> [Task description]:
Each record must appear in the answer exactly as it does in the data.

> [Source material]:
+++

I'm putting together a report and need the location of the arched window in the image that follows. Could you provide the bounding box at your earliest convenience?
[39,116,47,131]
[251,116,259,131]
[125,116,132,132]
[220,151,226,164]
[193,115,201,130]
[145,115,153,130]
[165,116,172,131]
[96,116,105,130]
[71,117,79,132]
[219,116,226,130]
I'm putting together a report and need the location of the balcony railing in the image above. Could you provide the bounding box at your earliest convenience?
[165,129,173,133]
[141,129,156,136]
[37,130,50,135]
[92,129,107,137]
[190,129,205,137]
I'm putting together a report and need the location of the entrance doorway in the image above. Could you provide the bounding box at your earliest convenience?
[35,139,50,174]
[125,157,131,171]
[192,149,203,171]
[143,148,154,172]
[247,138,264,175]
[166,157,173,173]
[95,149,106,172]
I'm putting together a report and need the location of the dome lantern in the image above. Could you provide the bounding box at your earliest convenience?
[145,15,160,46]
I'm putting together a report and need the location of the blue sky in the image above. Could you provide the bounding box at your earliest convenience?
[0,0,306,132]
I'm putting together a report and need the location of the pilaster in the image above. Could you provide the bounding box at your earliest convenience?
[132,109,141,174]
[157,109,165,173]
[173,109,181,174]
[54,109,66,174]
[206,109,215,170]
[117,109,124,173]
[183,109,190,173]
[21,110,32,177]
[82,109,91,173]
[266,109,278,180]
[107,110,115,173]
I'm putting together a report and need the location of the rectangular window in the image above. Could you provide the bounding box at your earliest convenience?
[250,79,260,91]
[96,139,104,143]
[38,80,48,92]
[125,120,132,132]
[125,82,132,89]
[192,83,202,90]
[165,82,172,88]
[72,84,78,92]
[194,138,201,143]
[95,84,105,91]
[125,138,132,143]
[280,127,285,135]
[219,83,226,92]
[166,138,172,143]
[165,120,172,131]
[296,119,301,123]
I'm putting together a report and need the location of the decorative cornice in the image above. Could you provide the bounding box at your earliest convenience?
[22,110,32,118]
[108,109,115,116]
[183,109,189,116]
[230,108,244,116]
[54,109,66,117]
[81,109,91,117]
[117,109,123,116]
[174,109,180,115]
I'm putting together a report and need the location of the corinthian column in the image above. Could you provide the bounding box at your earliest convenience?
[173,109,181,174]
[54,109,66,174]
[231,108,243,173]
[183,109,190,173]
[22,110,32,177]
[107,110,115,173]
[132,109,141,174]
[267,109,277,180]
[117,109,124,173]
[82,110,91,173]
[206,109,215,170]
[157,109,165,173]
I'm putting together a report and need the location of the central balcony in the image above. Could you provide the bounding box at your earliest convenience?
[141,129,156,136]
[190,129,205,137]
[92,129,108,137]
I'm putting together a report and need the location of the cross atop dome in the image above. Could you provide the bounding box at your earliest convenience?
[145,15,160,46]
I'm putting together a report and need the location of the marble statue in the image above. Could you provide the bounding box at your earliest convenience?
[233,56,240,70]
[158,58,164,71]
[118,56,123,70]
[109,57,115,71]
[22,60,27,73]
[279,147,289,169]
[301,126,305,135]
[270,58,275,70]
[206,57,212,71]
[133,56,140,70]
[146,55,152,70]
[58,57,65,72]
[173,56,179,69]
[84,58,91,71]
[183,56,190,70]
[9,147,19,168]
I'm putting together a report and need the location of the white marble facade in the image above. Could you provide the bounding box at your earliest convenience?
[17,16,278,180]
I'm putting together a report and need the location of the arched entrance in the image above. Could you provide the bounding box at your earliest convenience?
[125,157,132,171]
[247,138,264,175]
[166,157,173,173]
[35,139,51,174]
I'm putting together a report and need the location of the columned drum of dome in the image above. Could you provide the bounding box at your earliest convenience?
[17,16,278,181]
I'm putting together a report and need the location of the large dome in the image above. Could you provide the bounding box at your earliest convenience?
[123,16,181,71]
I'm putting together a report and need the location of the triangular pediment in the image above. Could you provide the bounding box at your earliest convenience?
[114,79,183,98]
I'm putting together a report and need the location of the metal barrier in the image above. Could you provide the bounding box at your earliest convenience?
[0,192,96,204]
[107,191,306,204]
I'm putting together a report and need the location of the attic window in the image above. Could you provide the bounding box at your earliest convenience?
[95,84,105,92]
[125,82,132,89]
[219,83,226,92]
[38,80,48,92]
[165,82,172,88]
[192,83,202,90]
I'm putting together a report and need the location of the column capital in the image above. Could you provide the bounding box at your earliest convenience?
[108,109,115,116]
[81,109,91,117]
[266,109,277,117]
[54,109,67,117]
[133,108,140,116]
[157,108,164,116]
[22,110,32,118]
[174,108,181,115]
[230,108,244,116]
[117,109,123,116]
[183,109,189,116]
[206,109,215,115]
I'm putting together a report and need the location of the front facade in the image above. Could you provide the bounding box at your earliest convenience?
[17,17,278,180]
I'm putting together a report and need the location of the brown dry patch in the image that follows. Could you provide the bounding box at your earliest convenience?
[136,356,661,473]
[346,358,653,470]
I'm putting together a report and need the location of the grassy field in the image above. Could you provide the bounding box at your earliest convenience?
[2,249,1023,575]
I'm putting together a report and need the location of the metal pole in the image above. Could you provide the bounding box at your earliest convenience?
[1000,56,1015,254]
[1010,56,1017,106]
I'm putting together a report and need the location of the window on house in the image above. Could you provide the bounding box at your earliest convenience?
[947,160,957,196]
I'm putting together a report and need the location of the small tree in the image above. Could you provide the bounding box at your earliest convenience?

+++

> [The answer]:
I'm putting together a report and need the location of the arched window in the image that follows. Could you provide the bounding box at your earliest convenience?
[39,116,47,131]
[251,116,259,131]
[125,116,132,132]
[220,151,226,164]
[193,115,201,130]
[145,115,153,130]
[165,116,172,131]
[96,116,105,130]
[71,117,79,132]
[219,116,226,130]
I'm putting together a report and need the location of the balcony railing in the image above. Could you provide the bounding box at your earliest convenience?
[165,129,173,133]
[141,129,156,136]
[37,130,50,135]
[92,129,107,137]
[190,129,205,137]
I'm putting together a report and need the location of the entrance doorway in the image above. Could you provide the bounding box at your earliest convenience?
[35,139,50,174]
[125,157,131,171]
[192,149,203,171]
[143,148,154,172]
[247,138,264,175]
[166,157,173,173]
[95,149,106,172]
I'm putting together a report and need the location of the dome lantern in the image above. Could you provide the bounding box at your earliest convenience?
[145,15,160,46]
I'm putting together a report and need the location of the blue sky in the image above. Could you provide the bounding box at your earliest convenience?
[0,0,306,132]
I'm putting together a report and need the location of the pilaster in the image above. Could you provide the bounding box at your earliest convenience?
[132,109,141,174]
[157,109,165,173]
[173,109,181,174]
[54,109,66,174]
[206,109,215,170]
[117,109,124,173]
[183,109,190,173]
[21,110,32,177]
[82,109,91,173]
[266,109,278,180]
[107,110,115,173]
I'm putting together a report and need the location of the rectangular window in the image above. Could you provide the bounding box at your earliest convenience?
[250,79,260,91]
[96,139,104,143]
[38,80,48,92]
[125,120,132,132]
[125,82,132,89]
[192,83,202,90]
[165,82,172,88]
[72,84,78,92]
[194,138,201,143]
[95,84,105,91]
[125,138,132,143]
[280,127,285,135]
[219,83,226,92]
[166,138,172,143]
[165,120,172,131]
[296,119,301,123]
I'm putting together a report and need the location of the decorative cornice in the image above. Could you provide the bounding box at your earliest convenience?
[22,110,32,118]
[108,109,115,116]
[183,109,189,116]
[230,108,244,116]
[54,109,66,117]
[81,109,91,117]
[117,109,123,116]
[174,109,180,115]
I'm putting together a report and need the location of the corinthian column in the image above. Could you provide the bounding box at your earliest convenience?
[173,109,181,174]
[54,109,66,174]
[231,108,243,173]
[183,109,190,173]
[22,110,32,177]
[107,110,115,173]
[132,109,141,174]
[267,109,277,180]
[117,109,124,173]
[82,110,91,173]
[206,109,215,170]
[157,109,165,173]
I'm putting together a report and need the location of the central balcony in the image above. Could you provide the bounding box at your earliest convenience?
[141,129,156,136]
[190,129,205,137]
[92,129,108,137]
I'm putting together a report and need the location of the cross atop dome in the image above. Could you provide the bounding box at your earliest convenience?
[145,15,160,46]
I'm putting together a report and need the location of the marble statue in the image above. Could you provide the bounding box at your earliest convenience?
[233,56,240,70]
[158,58,164,71]
[118,56,123,70]
[109,57,115,71]
[22,60,27,73]
[279,147,289,169]
[301,126,305,135]
[270,58,275,70]
[206,57,212,71]
[133,56,140,70]
[146,55,152,70]
[58,57,65,72]
[173,56,179,69]
[84,58,91,71]
[183,56,190,70]
[9,147,19,168]
I'm putting together a report and need the location of the white marble facade in the image above. Could you provide the bounding box at your earliest convenience?
[17,16,278,180]
I'm putting together a report and need the location of the arched entrance in the image above. Could you provide the bounding box at your earliest convenience?
[125,157,132,171]
[247,138,264,175]
[166,157,173,173]
[35,139,51,174]
I'm putting together a report and need the location of the columned drum of dome in the image above. Could you provide the bounding box at your earliest convenience?
[17,16,278,181]
I'm putting together a report and need the location of the large dome in the image above. Could you provide the bounding box at your earliest convenience?
[123,16,181,71]
I'm putting together a report and need the location of the triangular pediment in the image above. Could you provide the bounding box at your earliest convenience?
[114,79,183,98]
I'm putting together a report and need the location of the metal barrier in the image above. Could you provide the bounding box at your earliest convenience?
[0,192,96,204]
[107,191,306,204]
I'm putting together a report and need the location of the attic window in the image above. Could you provide the bounding box at your earliest convenience?
[95,84,105,92]
[125,82,132,89]
[219,83,226,92]
[38,80,48,92]
[165,82,172,88]
[192,83,202,90]
I'm putting together a report and need the location of the column capital in the image above. Could you provide the bounding box at your earliest convenience?
[108,109,115,116]
[81,109,91,117]
[266,109,277,117]
[54,109,67,117]
[133,108,140,116]
[157,108,164,116]
[22,110,32,118]
[174,108,181,115]
[230,108,244,116]
[117,109,123,116]
[183,109,189,116]
[206,109,215,115]
I'm putting together a report and need the location of the front facade in the image above. Could you provide the bounding box at your earliest convenience?
[17,17,278,180]
I'm putting together a report and need the location of the brown dry patch in the image that follows. Could you provide the bounding box at your earliest convenience?
[136,356,661,473]
[346,358,653,470]
I'm putting together a report and need the location of the grassy field in the image above. Could you provide the bounding box at your earliest convenience?
[2,249,1023,575]
I'm putting together a report and need the location of the metal pole in the image above. Could you provide the bounding box at your earliest convenience?
[1000,56,1015,254]
[1010,56,1017,106]
I'm putting together a report and need the location of the window on house in the image above. Could you provide the bounding box at your earliest convenience?
[947,160,957,196]
I'm putting together a report and need the location of the small tree in the image above. Could you provide the bounding box at your earliest convenience?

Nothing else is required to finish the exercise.